- **Your instructions**: Render the stretch of data from the line containing "Where can you find the belt?" through the end of the data as a Markdown table with the columns Row and Line. Give each line its own numbered row and leave out blank lines.

- **Material shown**:
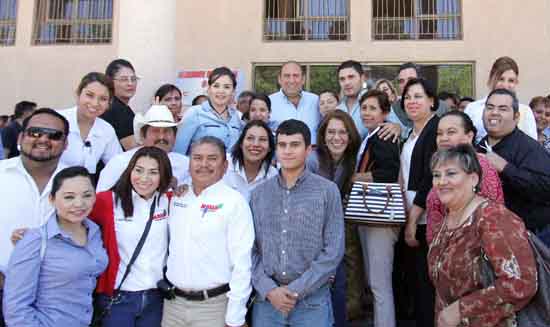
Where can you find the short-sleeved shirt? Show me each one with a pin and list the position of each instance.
(9, 138)
(121, 117)
(100, 144)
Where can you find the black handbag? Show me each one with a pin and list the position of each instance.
(537, 312)
(99, 315)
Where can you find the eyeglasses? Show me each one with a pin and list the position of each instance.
(341, 133)
(127, 79)
(37, 132)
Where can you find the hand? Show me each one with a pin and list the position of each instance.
(390, 131)
(282, 299)
(363, 177)
(181, 190)
(410, 235)
(17, 235)
(496, 161)
(450, 316)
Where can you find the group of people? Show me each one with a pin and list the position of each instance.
(223, 215)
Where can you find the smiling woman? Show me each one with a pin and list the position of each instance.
(91, 139)
(214, 117)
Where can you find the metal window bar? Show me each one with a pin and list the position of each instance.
(73, 22)
(306, 20)
(8, 22)
(417, 20)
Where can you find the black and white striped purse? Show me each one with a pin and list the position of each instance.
(375, 204)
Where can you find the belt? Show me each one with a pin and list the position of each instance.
(202, 295)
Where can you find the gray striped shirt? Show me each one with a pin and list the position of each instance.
(299, 233)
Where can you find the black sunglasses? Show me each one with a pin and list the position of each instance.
(52, 134)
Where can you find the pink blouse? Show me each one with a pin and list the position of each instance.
(491, 188)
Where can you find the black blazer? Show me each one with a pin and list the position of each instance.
(420, 174)
(384, 157)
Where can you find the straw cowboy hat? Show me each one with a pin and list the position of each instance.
(156, 116)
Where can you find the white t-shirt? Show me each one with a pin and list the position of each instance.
(21, 204)
(147, 270)
(101, 143)
(211, 238)
(116, 166)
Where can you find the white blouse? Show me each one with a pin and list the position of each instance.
(101, 143)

- **Exercise answer**:
| Row | Line |
|---|---|
| 1 | Where can you find the belt? Show me each one with a pin and list the position of each instance. |
| 2 | (202, 295) |
| 3 | Where can you find the gray striped shirt? Show me each one with a pin and list the position of each instance. |
| 4 | (299, 233) |
| 5 | Where can you find the black sunglasses? Show me each one with a pin and list the position of each instance. |
| 6 | (52, 134) |
| 7 | Where can you find the pink blouse? Show me each one with a pin and list the position of each instance. |
| 8 | (491, 188) |
| 9 | Where can you find the black blazer? Show me each one with a pin and list the position of each instance. |
| 10 | (420, 174) |
| 11 | (384, 157) |
| 12 | Where can you find the straw cowboy hat? Show me each one with a pin and list the position of each instance. |
| 13 | (156, 116) |
| 14 | Where can you find the white t-shirt? Show me each one with a pin and list the position of each instance. |
| 15 | (21, 204) |
| 16 | (147, 270) |
| 17 | (101, 143) |
| 18 | (211, 238) |
| 19 | (116, 166) |
| 20 | Where can you find the white blouse? Show me each one with a pin and list the position of each instance. |
| 21 | (101, 143) |